(Entries from a dataset)
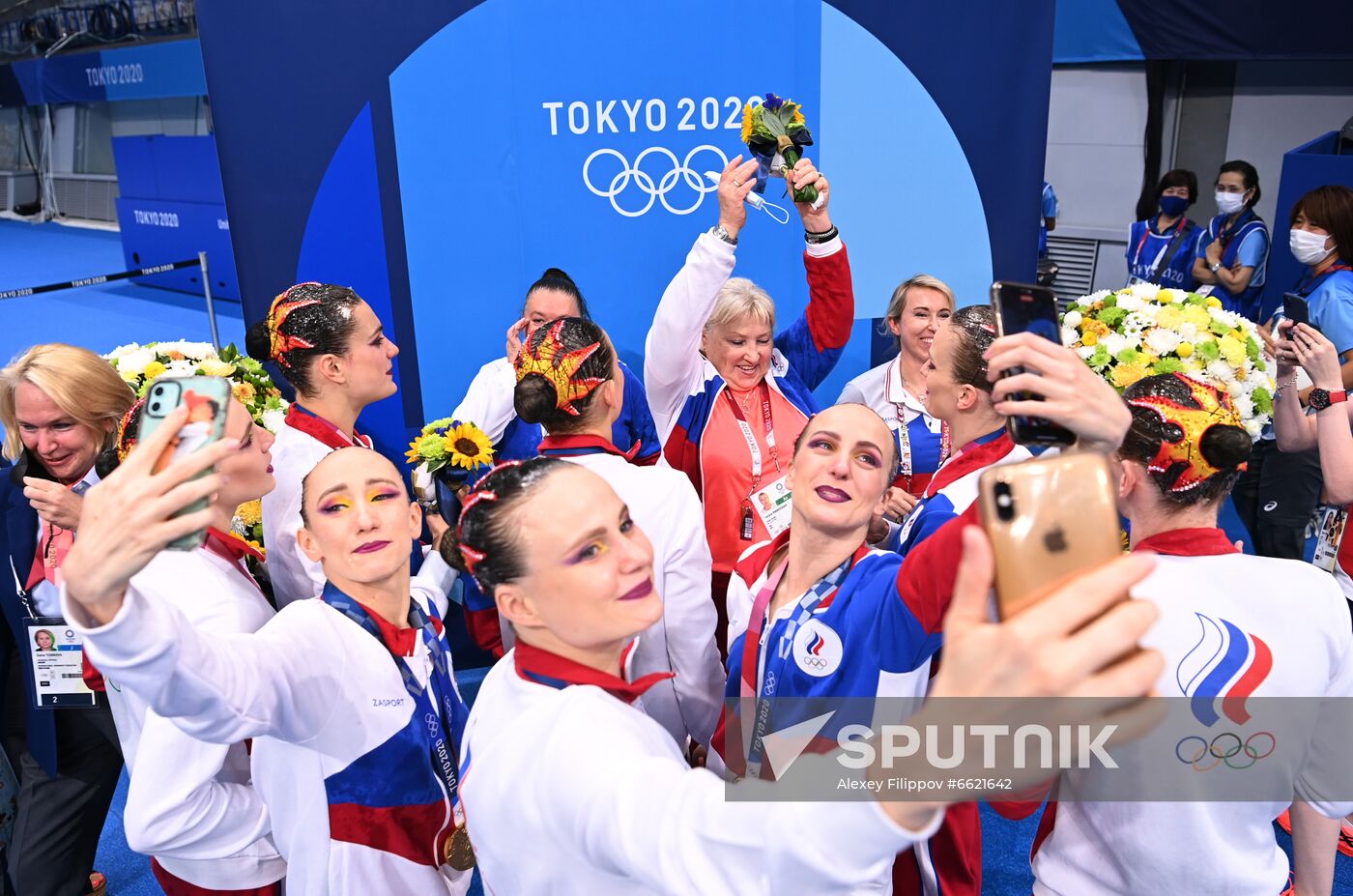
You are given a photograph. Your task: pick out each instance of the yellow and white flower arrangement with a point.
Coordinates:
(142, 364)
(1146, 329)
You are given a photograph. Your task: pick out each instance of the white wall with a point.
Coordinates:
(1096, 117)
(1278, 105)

YOUR GOAL: Return every line of the records above verbatim, omitting the pictures.

RESPONSE TO THE EXERCISE:
You are given a photograph. Your task: pick out each instance of the yellow and white flower arrangement with a point.
Coordinates:
(142, 364)
(1146, 329)
You are given a photograph. Your task: pick out each instance of the white wall with a point.
Coordinates:
(1096, 117)
(1278, 105)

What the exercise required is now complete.